■ **To be done**
Rescale the records from the line containing "Objective — one point per instance of the weathered" through the end of the records, inclusive, and give only those lines again, requests included. Multiply every coordinate in the answers by 0.75 and round to whole numbers, with halves rounding up; leave the requests and their format samples unchanged.

■ **Exercise material**
★ ★ ★ ★ ★ ★ ★

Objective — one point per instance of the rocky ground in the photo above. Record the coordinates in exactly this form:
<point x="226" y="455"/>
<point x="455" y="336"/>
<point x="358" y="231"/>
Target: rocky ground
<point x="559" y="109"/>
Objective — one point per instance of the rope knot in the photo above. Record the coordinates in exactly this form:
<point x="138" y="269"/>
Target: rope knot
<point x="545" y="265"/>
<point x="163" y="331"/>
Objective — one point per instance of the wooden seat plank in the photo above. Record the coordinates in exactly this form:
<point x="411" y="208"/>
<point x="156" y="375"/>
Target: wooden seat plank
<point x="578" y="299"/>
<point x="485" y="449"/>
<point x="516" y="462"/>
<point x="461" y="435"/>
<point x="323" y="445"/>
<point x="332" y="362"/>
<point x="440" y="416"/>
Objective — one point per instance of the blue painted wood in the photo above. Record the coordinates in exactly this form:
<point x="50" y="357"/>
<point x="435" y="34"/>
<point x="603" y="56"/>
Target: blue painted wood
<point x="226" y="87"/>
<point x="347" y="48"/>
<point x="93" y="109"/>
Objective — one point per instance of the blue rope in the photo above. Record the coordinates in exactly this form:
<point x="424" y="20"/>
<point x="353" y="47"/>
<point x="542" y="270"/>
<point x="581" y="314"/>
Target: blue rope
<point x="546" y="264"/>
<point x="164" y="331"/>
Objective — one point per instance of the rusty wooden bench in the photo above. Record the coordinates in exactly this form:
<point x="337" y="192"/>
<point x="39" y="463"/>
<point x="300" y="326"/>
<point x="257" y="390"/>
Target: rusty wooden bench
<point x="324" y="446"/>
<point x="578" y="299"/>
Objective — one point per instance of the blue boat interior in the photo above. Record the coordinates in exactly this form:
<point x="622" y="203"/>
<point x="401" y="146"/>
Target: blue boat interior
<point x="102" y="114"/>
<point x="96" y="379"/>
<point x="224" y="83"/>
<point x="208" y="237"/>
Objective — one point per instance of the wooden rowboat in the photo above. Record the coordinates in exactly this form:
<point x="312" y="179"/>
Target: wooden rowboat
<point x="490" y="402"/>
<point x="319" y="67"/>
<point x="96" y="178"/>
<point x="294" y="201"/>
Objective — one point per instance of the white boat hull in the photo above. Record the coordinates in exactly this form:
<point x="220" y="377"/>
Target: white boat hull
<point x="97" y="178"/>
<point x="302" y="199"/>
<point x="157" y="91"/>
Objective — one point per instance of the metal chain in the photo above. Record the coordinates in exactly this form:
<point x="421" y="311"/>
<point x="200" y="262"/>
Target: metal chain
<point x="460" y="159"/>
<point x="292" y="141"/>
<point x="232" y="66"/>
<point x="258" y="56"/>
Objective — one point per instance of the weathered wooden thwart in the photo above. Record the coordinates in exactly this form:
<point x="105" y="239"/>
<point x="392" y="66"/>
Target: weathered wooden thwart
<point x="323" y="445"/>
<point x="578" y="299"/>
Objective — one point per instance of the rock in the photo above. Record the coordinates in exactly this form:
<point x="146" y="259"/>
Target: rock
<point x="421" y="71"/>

★ ★ ★ ★ ★ ★ ★

■ **Exercise answer**
Objective — one point per instance of the weathered wooden thwart in the photo above. Record the coordinates in exactly this form:
<point x="105" y="239"/>
<point x="392" y="66"/>
Target: weathered wooden thwart
<point x="242" y="334"/>
<point x="434" y="224"/>
Objective — one point per instance of the rock in the photo above. Record the coordinates in exactly this form:
<point x="146" y="259"/>
Target: rock
<point x="316" y="53"/>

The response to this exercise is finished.